Problem to work on: Count how many lines in the entries below hold "hillside". Only the number belongs in the answer.

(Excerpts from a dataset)
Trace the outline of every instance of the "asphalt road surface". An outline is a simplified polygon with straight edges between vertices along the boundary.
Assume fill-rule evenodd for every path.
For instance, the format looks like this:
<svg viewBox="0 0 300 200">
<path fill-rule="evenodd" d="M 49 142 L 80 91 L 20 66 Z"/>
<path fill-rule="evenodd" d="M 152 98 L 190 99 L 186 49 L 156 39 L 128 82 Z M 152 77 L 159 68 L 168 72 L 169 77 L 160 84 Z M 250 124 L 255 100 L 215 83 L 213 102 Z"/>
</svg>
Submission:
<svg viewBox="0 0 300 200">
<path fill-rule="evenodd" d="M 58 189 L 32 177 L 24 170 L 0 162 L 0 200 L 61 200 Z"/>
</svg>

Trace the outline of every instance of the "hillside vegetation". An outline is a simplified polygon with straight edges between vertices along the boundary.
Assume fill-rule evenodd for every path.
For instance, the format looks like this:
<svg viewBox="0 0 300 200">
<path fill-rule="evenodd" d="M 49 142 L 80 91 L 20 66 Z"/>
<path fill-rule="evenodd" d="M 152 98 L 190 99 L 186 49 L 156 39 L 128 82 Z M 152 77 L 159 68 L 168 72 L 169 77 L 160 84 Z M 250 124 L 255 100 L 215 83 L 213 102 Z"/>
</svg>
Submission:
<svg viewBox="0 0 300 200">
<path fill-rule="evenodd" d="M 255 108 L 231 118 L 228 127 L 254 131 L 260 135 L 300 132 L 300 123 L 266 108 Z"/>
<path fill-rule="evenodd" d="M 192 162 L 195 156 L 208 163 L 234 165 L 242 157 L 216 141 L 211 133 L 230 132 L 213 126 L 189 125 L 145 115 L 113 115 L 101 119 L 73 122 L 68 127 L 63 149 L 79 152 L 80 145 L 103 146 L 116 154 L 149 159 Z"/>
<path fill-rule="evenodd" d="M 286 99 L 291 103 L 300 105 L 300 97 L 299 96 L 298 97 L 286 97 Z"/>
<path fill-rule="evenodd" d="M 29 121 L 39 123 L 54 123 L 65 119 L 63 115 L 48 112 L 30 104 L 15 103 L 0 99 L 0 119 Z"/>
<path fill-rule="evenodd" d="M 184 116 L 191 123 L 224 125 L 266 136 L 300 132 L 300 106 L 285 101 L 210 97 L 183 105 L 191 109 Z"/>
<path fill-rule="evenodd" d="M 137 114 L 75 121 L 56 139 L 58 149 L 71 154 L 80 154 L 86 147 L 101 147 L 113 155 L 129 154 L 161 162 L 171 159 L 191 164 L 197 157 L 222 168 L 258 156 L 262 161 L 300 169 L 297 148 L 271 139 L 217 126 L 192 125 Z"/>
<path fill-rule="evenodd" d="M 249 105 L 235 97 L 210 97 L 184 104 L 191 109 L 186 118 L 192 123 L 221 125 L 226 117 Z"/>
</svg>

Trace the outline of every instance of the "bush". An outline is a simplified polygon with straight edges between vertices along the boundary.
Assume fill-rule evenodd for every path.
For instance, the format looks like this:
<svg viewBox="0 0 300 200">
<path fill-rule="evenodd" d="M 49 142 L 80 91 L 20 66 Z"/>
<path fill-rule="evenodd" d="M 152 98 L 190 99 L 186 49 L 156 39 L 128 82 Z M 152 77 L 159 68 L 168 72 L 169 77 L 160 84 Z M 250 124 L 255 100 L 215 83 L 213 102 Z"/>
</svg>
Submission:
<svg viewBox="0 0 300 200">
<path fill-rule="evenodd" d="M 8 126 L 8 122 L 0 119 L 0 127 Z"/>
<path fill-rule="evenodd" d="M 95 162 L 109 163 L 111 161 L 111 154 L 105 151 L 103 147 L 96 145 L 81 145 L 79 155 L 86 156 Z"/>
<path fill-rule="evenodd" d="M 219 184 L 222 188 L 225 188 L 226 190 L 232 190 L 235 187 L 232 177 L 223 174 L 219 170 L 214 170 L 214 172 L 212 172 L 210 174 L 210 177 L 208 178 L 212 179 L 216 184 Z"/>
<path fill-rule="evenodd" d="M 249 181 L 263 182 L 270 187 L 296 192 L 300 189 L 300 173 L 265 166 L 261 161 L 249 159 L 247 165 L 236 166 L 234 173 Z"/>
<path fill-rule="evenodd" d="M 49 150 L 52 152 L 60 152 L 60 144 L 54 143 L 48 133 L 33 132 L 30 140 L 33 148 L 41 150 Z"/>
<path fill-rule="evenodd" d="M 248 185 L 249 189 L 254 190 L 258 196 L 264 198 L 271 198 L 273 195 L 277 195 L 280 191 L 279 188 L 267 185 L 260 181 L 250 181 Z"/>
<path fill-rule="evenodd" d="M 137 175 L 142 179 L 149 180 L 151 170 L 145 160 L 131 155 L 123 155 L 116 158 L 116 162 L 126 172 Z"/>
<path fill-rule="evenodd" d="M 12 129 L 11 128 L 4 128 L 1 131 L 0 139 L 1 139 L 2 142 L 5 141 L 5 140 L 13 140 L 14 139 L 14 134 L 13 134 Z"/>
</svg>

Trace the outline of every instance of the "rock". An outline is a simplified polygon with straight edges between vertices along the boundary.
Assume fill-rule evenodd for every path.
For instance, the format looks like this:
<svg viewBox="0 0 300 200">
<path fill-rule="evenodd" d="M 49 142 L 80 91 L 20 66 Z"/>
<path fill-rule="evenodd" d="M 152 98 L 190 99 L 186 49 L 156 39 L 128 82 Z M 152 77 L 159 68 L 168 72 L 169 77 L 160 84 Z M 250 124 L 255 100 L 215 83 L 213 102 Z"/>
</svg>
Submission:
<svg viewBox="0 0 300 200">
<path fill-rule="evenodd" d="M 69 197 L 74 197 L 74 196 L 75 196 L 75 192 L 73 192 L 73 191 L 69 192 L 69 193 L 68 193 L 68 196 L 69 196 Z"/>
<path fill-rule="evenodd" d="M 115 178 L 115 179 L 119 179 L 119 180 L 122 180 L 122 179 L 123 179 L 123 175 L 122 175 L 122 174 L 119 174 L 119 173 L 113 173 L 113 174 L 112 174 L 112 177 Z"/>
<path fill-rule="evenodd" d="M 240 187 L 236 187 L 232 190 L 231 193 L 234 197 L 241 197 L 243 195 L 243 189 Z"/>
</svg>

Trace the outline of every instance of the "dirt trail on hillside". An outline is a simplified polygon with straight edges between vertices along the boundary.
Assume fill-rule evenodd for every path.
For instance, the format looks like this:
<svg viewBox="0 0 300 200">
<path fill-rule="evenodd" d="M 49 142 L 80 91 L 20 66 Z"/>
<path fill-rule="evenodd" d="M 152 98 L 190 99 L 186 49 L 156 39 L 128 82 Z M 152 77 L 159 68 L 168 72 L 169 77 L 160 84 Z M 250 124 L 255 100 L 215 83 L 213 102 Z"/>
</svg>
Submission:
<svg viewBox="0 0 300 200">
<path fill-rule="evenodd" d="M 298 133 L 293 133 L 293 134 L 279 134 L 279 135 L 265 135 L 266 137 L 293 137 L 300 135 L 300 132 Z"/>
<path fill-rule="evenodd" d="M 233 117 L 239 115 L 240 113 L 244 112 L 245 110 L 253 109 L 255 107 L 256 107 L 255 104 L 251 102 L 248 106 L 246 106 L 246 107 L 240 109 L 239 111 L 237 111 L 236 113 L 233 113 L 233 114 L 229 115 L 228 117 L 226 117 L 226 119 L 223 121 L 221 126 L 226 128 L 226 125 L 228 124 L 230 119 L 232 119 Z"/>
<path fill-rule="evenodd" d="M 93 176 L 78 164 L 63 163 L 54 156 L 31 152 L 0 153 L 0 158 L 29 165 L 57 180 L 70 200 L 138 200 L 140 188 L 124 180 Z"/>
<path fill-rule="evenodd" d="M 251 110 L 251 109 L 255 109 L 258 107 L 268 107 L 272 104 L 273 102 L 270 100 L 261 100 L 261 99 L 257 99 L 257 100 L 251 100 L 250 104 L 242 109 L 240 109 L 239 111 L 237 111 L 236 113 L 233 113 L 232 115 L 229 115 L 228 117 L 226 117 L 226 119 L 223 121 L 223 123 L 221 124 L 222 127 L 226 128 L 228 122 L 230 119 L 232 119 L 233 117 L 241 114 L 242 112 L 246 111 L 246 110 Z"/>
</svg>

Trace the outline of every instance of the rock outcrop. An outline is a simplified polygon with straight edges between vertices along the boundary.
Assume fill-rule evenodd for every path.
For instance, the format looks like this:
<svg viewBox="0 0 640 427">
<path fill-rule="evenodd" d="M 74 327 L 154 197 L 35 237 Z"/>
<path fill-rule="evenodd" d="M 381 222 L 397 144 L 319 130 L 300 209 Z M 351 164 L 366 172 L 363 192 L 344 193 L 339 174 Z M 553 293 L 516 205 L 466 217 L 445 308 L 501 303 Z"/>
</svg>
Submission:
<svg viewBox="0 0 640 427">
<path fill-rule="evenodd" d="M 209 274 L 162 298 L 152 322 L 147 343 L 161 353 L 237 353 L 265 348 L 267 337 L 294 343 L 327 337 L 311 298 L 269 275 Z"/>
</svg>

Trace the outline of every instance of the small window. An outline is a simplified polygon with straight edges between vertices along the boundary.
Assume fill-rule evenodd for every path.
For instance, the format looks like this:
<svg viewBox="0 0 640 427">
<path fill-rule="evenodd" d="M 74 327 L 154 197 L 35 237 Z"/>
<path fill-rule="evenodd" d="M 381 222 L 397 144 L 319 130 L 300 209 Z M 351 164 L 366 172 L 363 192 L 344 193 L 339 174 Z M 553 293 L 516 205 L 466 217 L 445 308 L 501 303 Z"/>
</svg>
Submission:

Solution for this exercise: 2